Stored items
——————————
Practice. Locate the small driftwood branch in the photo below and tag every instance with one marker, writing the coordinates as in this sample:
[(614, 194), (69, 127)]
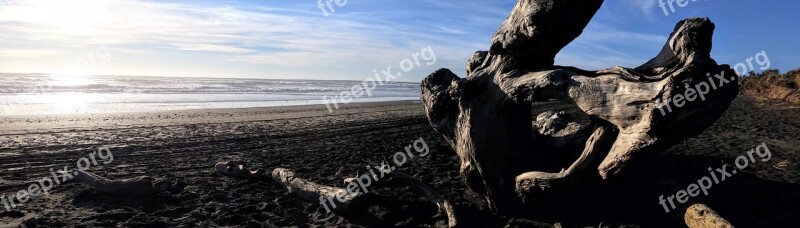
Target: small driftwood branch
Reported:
[(702, 216), (237, 169), (347, 203), (343, 202), (138, 186)]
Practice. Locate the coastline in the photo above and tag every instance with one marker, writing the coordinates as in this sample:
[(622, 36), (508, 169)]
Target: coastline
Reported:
[(183, 146)]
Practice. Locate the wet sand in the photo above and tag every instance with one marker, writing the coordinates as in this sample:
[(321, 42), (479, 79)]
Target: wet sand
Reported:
[(183, 146)]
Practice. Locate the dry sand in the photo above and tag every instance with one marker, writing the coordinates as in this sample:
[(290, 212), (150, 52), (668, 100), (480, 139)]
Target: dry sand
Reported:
[(183, 146)]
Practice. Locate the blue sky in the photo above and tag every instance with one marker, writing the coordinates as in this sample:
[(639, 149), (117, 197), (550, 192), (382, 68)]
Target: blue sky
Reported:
[(294, 39)]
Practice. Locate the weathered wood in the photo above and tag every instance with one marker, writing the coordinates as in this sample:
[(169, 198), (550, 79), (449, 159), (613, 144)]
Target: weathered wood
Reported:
[(237, 169), (341, 200), (139, 186), (486, 116), (351, 203), (702, 216)]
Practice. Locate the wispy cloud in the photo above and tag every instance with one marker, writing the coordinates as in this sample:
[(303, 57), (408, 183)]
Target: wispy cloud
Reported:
[(645, 7)]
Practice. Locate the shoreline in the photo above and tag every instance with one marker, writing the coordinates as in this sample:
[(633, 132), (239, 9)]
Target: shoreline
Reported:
[(21, 124)]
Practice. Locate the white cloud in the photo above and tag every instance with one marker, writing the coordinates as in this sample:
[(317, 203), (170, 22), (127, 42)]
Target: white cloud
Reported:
[(646, 7)]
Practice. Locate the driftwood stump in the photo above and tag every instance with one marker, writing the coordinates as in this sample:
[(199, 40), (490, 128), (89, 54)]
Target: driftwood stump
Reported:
[(486, 117)]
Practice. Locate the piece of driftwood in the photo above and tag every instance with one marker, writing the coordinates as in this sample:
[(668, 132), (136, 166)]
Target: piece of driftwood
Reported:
[(138, 186), (486, 117), (347, 203), (702, 216), (237, 169), (342, 201)]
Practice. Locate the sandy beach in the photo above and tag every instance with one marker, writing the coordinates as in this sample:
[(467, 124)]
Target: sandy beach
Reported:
[(182, 147)]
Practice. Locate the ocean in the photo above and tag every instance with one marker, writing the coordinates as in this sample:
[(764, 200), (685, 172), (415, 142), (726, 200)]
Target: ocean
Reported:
[(42, 94)]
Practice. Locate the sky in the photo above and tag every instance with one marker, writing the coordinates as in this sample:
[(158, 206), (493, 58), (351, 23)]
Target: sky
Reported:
[(307, 39)]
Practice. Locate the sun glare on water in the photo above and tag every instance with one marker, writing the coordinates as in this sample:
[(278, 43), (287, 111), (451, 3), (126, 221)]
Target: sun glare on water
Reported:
[(70, 80)]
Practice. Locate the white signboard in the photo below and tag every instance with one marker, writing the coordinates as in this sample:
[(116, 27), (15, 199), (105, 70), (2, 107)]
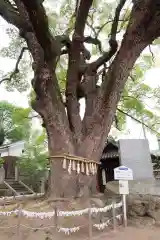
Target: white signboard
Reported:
[(123, 187), (123, 173)]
——————————
Reproduce verbatim the portion of the rows that begins with their first line and ends with the line containing "[(702, 216), (237, 169), (347, 203), (343, 202), (138, 186)]", including both of those lines. Omit the pictures from your reproduction.

Practice. Locate the small driftwood branch in the photo below and tag every instance with one marker, writing the coordinates as in this sample:
[(614, 194), (69, 127)]
Target: small driftwood branch
Reported:
[(702, 216), (237, 169), (347, 203), (343, 202), (138, 186)]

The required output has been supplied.